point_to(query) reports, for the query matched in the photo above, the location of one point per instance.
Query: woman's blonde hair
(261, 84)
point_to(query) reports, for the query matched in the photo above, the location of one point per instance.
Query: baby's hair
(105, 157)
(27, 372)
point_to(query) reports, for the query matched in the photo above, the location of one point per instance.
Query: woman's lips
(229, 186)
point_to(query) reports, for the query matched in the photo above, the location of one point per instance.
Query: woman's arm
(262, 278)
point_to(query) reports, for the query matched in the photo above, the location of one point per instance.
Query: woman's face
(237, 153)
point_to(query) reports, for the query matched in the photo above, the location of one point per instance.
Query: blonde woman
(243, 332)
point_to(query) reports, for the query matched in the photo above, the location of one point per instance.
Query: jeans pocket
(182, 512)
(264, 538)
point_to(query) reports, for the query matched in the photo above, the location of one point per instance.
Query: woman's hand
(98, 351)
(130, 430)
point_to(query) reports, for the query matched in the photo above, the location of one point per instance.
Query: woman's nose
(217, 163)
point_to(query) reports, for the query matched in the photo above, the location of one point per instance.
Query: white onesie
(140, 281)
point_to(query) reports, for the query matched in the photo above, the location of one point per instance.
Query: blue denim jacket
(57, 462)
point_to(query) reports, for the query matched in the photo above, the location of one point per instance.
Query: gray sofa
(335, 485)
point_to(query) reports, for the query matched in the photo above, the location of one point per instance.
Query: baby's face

— About this exercise —
Take the entries and copy them out exactly.

— Task response —
point_to(query) reports, for the query matched in the photo above, the location of one point per instance.
Query: woman's blonde hair
(261, 84)
point_to(query) reports, for the query matched in the photo above, the location of one point per instance.
Query: baby's hair
(105, 157)
(27, 372)
point_to(query) reports, for the query matched in the photo above, the location of one point per instance.
Query: woman's lips
(229, 186)
point_to(query) reports, for the query matched in the photo above, the location of one point per instance.
Query: woman's arm
(262, 278)
point_to(query) reports, for the query matched in the photo above, the location of one point per instance.
Query: woman's face
(237, 153)
point_to(query) reports, for the query matched in the photo above, the location of one point per instance.
Query: blonde woman
(243, 332)
point_to(query) reports, for the query matched in the photo above, the location of one point per instance.
Query: jeans pocket
(182, 512)
(264, 538)
point_to(query) reports, for the query matched in the photo above, the location of one point per instance.
Query: woman's hand
(98, 351)
(130, 430)
point_to(query) reports, for the query matched in the photo above, the location of one point per instance.
Query: woman's nose
(217, 163)
point_to(query) reports, for the query matched in the photo above, the location of one point per instance.
Query: white onesie
(140, 281)
point_to(query) reports, for the query matched in the photo above, the location of one point per instance.
Query: blue denim jacket
(57, 462)
point_to(query) reports, for the query matched in the photo above, the location of one point per instance.
Query: gray sofa
(335, 485)
point_to(query) reports, for the query matched in the photo above, the location of one point per instance.
Query: baby's face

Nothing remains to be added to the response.